++++ ТЕКСТ

Если для Игоря Святославича Новгород-Северского половцы — злейшие враги, то для Юрия Долгорукого они же — лучшие друзья и союзники в его длительной борьбе за киевский престол. И Русскую землю они уже топтали, жгли и грабили вместе. Лаврентьевская летопись сохранила для потомков перечень их «славных дел».

«В лето 6659 (1151). <…> Пришли половцы на помощь Юрию против Изяслава; Юрий же соединился с Ольговичами и с Владимиром Давыдовичем, и с половцами на Изяслава, пришли к Киеву и поставили шатры против Киева на луга. Изяслав же стерег их и не давал зайти в брод в Днепр, и бились между собой, разъезжая в ладьях. И не могли ничего сделать киевлянам, ибо Изяслав ухитрился сделать удивительные ладьи: гребцы в них гребут невидимо, видны только весла, а людей не видно, ибо ладьи покрыты досками; воины же стоят наверху, одетые в броню, и стреляют, а два кормчих — один на корме, а другой на носу, идут куда захотят, не разворачивая ладьи. Юрий же с Ольговичами захотели спуститься вниз к Витичевскому броду и не посмели пустить ладьи мимо Киева, но завели их в Долобское озеро и оттуда волочили их берегом в Золотчу, а по Золотче ладьи их вошли в Днепр. Полки же Юрия шли по лугу, а Изяслав шел по той стороне Днепра, по горе, а ладьи его — по Днепру. Пришли они к Витичеву, стали друг против друга и стали биться в ладьях из-за брода. Изяслав же и здесь не дал им зайти в брод. Ольговичи же, сговорившись с половцами, оставили князя Юрия с Владимиром Давыдовичем и с обозом против Витичева, а сами поехали к Зарубу. Сторожи Изяслава стояли на той стороне со Шварном и не давали зайти в брод. Тогда половцы сели на коней, защищенные броней и щитами, с копьями, изготовленными к бою, устремились в Днепр и закрыли Днепр множеством воинов. Сторожа же Изяслава испугались и бежали; как раз в то время послал Изяслав сына своего Мстислава в Венгрию, и потому брод был слабо укреплен, поскольку князя здесь не было, а боярина не все слушают. Оба Святослава перебрели с половцами Днепр и послали весть к Юрию, говоря: „Пойди скорее, мы уже перебрели Днепр, как бы не ударил на нас Изяслав“, Юрий же с Владимиром и с детьми скоро пришел к Зарубу и перешли вброд через Днепр. Изяслав, услышав об этом, вернулся к Киеву, а Юрий пошел за ним следом к Киеву. Подойдя к Белгороду, он изготовился к бою, двинулся к Киеву и стал возле Лыбеди; Изяслав же стал против него перед Золотыми воротами с дядей своим Вячеславом, и с братом своим Ростиславом, и с Изяславом Давыдовичем. Стрельцы перестреливались через Лыбедь, а в это время берендичи с вежами, и торки, и все черные клобуки прибежали сюда и причинили большое зло: в одних случаях ратники, а в других — свои, и монастыри разрушили, и села пожгли, и огороды порушили».

++++++++

--- ЗАДАНИЕ A ---
Найдите в листинге все строки, где встречается слово «strap», и выпишите их.
Текст и листинг между собой никак не связаны.

++++ ЛИСТИНГ

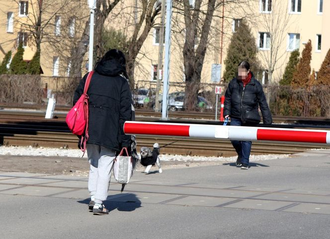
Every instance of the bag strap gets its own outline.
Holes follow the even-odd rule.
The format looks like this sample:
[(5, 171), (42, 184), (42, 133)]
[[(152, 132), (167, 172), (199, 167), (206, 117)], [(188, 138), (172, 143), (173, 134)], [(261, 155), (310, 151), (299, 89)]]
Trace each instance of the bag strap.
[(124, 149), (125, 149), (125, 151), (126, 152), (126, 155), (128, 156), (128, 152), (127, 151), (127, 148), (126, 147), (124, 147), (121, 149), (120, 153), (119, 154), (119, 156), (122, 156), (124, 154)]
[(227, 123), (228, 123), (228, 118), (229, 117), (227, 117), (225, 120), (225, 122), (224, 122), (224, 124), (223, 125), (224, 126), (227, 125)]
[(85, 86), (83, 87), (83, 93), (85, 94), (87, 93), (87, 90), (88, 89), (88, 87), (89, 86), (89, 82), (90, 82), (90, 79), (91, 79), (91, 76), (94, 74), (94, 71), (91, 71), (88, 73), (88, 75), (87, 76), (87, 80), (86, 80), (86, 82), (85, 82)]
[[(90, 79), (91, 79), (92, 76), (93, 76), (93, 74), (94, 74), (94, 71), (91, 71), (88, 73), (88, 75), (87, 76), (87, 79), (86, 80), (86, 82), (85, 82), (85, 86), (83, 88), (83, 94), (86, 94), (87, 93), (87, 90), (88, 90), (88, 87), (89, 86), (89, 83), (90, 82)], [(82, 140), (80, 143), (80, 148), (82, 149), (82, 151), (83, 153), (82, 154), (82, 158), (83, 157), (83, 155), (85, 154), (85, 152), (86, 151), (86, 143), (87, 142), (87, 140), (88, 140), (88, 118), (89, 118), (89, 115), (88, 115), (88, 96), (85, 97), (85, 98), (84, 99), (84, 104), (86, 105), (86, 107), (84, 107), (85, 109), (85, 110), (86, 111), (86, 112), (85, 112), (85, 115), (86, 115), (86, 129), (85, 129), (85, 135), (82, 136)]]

++++++++

--- ЗАДАНИЕ B ---
Чем текст объясняет то, что брод, через который переправились половцы, был слабо укреплен? Ответьте одним–тремя предложениями.

--- ПРАВИЛЬНЫЙ ОТВЕТ A ---
Every instance of the bag strap gets its own outline.
Trace each instance of the bag strap.

--- ПРАВИЛЬНЫЙ ОТВЕТ B ---
Изяслав как раз в то время послал своего сына Мстислава в Венгрию, поэтому князя у брода не было. Боярина же слушают не все.